# To do
Count how many lines in the records below contain the string "bride", treating uppercase and lowercase letters as different. Give only the number.

# Records

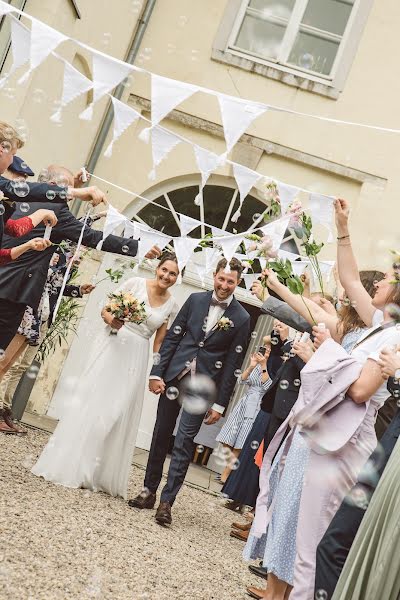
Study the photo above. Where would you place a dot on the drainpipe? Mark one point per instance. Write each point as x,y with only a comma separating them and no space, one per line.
108,119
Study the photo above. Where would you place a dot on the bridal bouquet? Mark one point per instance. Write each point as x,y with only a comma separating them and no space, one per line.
125,307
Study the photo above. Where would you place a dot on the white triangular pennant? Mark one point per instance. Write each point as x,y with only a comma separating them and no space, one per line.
20,46
113,219
107,74
124,116
184,247
151,238
249,279
287,193
237,116
229,245
187,224
44,40
132,230
166,94
163,142
321,208
245,179
74,85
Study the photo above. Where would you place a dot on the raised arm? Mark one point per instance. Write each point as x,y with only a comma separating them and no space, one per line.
308,309
347,266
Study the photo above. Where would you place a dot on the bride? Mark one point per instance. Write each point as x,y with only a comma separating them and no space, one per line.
93,444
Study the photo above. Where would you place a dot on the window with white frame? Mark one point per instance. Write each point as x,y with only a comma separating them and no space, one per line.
306,43
304,34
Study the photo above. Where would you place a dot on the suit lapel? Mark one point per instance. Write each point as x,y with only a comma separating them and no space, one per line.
230,311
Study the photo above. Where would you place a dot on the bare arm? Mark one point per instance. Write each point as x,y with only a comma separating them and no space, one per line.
367,384
304,308
347,266
160,335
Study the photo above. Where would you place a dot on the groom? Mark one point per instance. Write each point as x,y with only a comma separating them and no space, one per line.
197,343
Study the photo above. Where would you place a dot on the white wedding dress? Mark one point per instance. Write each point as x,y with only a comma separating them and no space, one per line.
93,443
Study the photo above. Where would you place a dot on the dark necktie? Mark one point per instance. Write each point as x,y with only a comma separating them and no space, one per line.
215,302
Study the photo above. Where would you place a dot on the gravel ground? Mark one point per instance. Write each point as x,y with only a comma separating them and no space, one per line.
62,544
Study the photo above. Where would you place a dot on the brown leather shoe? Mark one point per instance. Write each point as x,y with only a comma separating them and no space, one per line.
242,526
163,514
145,499
240,535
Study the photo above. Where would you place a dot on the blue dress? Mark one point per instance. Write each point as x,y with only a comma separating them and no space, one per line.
277,547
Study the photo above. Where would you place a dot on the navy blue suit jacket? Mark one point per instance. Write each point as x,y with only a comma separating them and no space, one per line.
208,348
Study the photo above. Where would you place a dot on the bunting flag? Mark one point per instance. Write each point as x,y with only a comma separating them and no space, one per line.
187,224
287,193
250,279
151,238
237,116
184,247
43,40
166,94
321,208
229,244
113,220
163,142
276,231
107,74
132,230
20,46
124,116
207,163
245,179
74,85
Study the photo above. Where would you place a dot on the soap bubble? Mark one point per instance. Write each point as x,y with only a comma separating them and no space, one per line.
198,394
307,61
172,393
32,372
21,188
50,194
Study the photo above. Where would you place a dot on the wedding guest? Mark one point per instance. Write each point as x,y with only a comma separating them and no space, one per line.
93,444
237,426
22,281
31,331
371,570
323,493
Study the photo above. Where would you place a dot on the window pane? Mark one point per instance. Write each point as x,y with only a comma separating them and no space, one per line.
328,15
313,54
260,37
282,9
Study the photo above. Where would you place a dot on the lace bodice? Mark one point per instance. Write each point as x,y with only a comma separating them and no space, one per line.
155,316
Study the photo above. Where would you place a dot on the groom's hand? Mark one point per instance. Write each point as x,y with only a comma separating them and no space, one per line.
157,386
212,417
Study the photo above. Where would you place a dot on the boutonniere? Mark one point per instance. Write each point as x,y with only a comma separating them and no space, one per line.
224,324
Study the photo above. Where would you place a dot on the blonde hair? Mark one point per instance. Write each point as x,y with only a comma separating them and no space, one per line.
9,134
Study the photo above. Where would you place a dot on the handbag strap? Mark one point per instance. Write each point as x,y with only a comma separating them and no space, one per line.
374,332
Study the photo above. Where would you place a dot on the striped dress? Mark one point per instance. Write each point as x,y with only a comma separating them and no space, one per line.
240,421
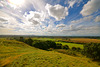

# Result of this task
1